_Input for this task_
◆ ◆ ◆
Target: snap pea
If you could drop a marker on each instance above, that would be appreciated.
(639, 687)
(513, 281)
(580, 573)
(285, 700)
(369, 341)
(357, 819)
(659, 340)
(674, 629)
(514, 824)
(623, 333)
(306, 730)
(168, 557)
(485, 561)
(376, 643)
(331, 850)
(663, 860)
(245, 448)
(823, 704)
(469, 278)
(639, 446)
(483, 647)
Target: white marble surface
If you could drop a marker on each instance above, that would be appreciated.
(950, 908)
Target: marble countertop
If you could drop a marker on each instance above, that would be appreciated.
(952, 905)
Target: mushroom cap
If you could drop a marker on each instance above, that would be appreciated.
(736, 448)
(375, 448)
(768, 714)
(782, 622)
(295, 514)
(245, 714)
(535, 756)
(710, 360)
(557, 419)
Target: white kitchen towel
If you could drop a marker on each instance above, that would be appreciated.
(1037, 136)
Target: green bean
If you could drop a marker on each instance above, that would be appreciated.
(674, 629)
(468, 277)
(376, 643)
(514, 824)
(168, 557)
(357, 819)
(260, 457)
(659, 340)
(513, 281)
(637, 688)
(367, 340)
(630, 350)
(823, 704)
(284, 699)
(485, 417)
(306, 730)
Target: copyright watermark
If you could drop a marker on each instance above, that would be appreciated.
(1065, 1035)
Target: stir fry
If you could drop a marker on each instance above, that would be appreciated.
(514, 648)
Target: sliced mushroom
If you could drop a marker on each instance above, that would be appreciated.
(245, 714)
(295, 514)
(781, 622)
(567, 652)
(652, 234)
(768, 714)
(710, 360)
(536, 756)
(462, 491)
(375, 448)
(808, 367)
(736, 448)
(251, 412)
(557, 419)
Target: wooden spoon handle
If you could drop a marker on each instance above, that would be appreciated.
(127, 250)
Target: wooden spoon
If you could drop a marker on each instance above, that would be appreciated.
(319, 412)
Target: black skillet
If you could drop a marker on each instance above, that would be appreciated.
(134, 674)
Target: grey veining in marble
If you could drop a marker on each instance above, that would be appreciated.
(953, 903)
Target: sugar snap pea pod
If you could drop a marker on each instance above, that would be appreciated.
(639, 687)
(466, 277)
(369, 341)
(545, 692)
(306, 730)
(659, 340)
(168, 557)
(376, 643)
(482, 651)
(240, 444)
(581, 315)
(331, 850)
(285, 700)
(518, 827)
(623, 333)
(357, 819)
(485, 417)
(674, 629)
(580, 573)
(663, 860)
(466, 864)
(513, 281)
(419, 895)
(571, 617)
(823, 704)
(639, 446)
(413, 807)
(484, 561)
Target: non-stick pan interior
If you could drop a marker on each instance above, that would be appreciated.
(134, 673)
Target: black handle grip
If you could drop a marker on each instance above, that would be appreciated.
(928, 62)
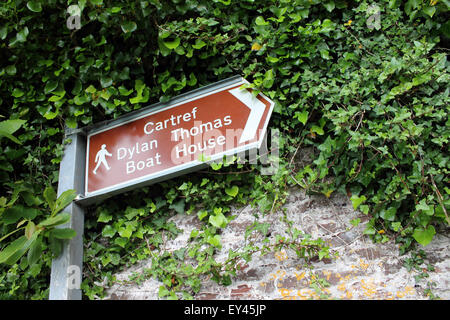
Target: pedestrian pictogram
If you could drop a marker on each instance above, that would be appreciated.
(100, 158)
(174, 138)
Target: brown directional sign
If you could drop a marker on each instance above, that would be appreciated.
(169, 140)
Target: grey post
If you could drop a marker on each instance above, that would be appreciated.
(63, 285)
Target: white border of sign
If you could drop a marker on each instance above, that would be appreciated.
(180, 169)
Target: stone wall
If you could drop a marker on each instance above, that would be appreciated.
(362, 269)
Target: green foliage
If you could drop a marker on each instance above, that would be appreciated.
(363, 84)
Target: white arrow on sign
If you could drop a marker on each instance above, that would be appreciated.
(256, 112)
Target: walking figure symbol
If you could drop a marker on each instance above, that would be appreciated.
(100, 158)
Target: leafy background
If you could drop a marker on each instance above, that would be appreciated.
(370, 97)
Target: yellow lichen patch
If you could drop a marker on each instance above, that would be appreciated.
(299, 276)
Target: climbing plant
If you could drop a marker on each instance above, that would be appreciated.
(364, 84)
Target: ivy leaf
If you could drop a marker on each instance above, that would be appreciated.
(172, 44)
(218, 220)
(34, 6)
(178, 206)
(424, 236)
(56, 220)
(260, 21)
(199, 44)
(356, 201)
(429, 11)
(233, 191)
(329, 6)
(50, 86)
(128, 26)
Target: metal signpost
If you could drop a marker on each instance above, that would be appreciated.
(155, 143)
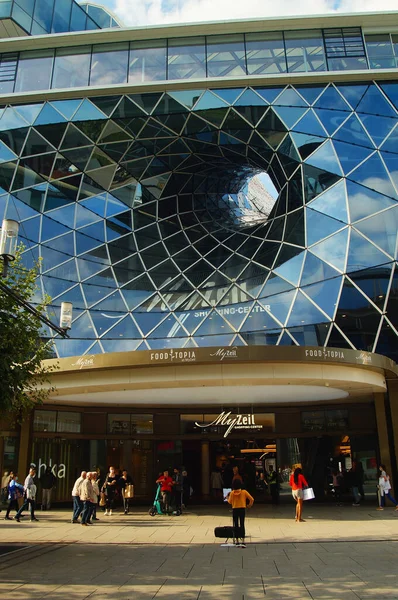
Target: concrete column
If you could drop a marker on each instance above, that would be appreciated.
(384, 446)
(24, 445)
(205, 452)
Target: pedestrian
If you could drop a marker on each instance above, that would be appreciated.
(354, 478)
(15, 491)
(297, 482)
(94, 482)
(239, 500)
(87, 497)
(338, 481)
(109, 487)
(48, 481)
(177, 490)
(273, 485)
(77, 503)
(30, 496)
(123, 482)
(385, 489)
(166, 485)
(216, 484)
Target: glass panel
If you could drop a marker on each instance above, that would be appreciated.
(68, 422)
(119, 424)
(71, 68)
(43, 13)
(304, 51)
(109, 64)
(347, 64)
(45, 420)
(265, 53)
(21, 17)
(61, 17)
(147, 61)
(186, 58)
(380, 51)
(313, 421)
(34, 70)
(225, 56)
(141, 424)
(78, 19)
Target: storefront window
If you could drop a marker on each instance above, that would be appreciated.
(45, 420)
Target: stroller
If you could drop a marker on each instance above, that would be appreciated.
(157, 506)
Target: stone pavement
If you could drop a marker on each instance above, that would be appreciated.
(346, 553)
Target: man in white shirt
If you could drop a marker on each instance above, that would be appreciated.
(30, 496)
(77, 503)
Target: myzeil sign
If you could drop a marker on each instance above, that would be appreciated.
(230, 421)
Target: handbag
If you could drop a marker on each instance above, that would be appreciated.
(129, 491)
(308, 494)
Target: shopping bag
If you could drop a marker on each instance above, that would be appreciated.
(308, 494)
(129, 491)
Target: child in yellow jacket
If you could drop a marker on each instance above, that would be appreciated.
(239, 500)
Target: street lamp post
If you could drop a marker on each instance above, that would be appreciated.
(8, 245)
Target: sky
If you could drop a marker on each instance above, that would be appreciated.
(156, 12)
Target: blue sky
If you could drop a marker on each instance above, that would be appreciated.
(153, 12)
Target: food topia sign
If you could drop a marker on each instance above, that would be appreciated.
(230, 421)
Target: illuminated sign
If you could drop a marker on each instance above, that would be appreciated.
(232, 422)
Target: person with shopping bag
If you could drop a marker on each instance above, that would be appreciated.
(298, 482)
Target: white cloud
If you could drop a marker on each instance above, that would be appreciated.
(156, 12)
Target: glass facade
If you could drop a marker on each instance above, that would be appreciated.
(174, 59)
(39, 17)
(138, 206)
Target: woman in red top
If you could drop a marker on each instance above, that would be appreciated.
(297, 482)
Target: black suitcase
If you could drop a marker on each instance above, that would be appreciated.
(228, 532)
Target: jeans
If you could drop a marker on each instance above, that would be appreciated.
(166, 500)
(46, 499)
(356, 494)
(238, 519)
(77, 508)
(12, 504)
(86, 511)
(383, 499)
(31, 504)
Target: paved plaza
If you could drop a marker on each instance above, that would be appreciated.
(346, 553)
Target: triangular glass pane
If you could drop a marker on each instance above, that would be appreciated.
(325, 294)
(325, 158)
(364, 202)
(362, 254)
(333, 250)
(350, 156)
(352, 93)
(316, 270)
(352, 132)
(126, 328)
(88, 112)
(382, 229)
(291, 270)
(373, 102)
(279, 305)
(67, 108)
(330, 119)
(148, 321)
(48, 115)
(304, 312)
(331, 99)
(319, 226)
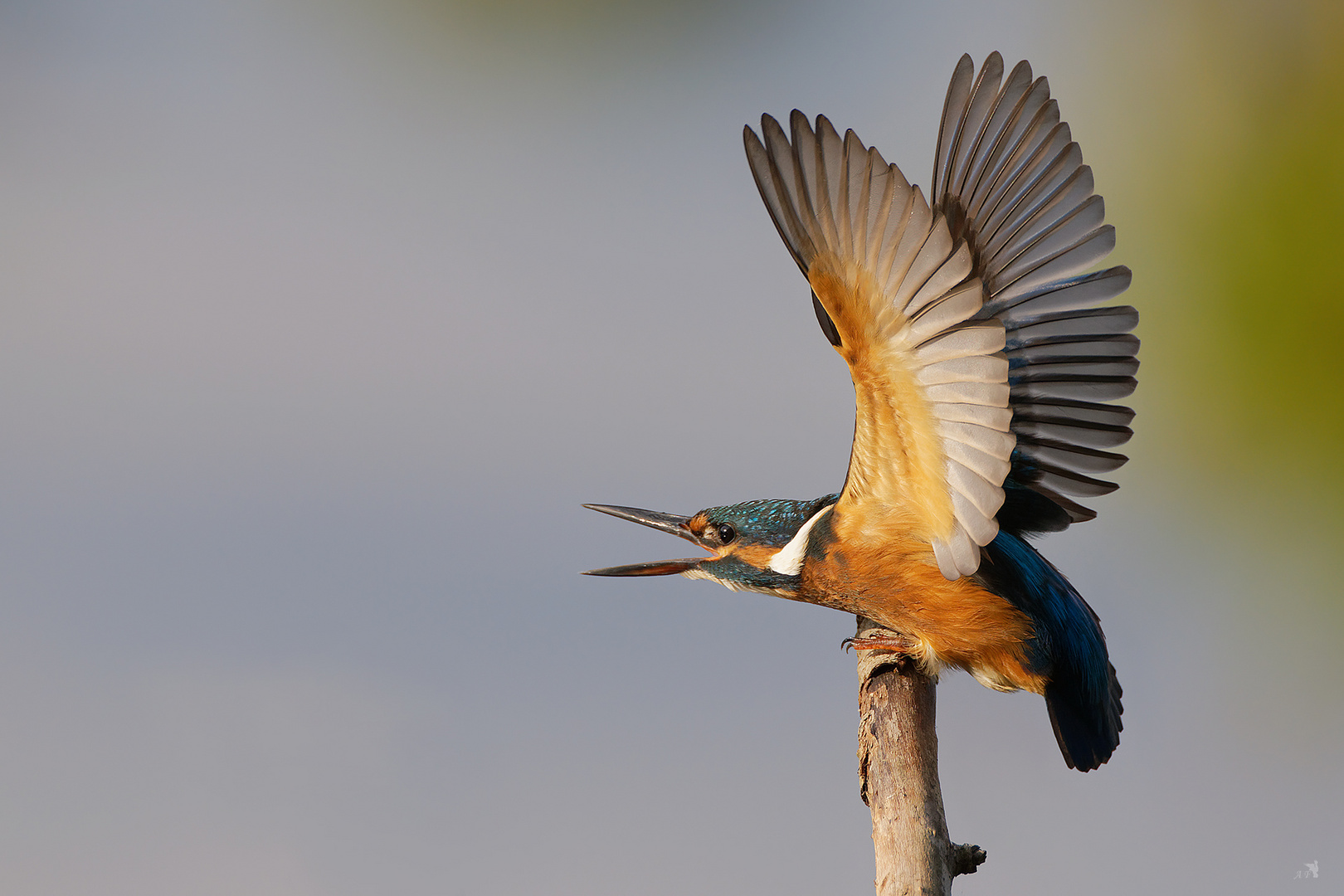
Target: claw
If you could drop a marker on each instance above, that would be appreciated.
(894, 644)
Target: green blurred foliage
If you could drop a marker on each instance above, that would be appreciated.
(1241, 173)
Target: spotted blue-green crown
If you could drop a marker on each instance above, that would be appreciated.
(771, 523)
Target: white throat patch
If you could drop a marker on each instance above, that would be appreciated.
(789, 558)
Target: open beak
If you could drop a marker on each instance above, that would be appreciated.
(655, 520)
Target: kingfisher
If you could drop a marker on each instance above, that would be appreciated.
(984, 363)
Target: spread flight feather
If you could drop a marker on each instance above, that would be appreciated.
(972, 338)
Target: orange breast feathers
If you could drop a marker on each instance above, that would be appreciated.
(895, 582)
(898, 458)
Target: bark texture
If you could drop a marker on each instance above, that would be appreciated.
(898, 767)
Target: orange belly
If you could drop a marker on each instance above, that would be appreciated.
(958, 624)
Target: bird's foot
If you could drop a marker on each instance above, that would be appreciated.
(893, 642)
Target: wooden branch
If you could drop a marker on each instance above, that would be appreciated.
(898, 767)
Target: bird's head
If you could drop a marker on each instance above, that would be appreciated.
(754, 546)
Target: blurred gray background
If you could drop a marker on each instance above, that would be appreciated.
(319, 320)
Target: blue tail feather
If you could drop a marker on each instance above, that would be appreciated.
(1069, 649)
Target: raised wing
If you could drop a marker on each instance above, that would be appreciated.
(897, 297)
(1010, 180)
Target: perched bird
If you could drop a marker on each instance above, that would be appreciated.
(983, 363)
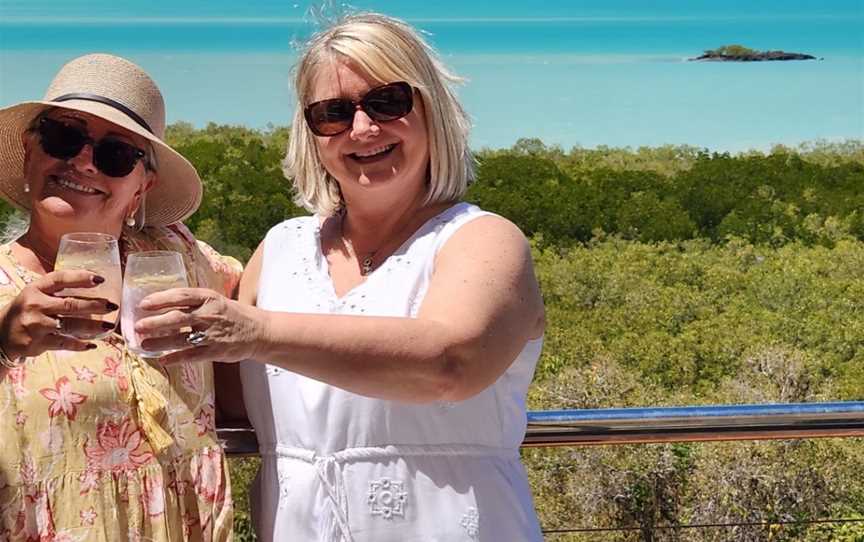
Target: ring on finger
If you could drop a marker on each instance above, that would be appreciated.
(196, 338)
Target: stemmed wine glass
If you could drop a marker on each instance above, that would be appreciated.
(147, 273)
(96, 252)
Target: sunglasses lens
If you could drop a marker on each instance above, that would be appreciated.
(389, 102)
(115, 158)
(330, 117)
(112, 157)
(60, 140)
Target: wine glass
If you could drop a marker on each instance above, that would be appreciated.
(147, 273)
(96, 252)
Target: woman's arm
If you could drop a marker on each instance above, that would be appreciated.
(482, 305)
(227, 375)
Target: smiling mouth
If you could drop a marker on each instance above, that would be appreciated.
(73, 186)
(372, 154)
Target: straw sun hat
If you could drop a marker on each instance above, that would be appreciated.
◆ ◆ ◆
_Challenge_
Each line from the one containing "Target: raised wing" through the last line of the entries above is to be extracted exactly. Pictures are not part of the copy.

_Solution for this problem_
Target: raised wing
If you could drop a marker on each instance above, that would be appreciated.
(897, 297)
(1010, 180)
Target: perched bird
If you could drop a marker on each instance above, that would be appreciated.
(983, 363)
Target: ring on finger
If you could drop a marker on each instance above, that would be appreciated.
(196, 338)
Target: stemmed wine glass
If you could drop a marker on each instance above, that would be appreciated.
(147, 273)
(96, 252)
Target: sunglasses lens
If you could drop a marker on each instance above, that would be appreciated.
(389, 102)
(115, 158)
(330, 117)
(112, 157)
(60, 140)
Target: wine glass
If you could drop a marker on each instance above, that would be appreciated.
(147, 273)
(96, 252)
Target: woman's arm
If you could drop a marker on each instance above, that would be appreciated.
(482, 305)
(227, 375)
Target: smiling mouth
If you could drop a marker on each instance above, that would be appreciated.
(73, 186)
(372, 154)
Target: straw sun hat
If you could drop a marker on each instance above, that would be appreciated.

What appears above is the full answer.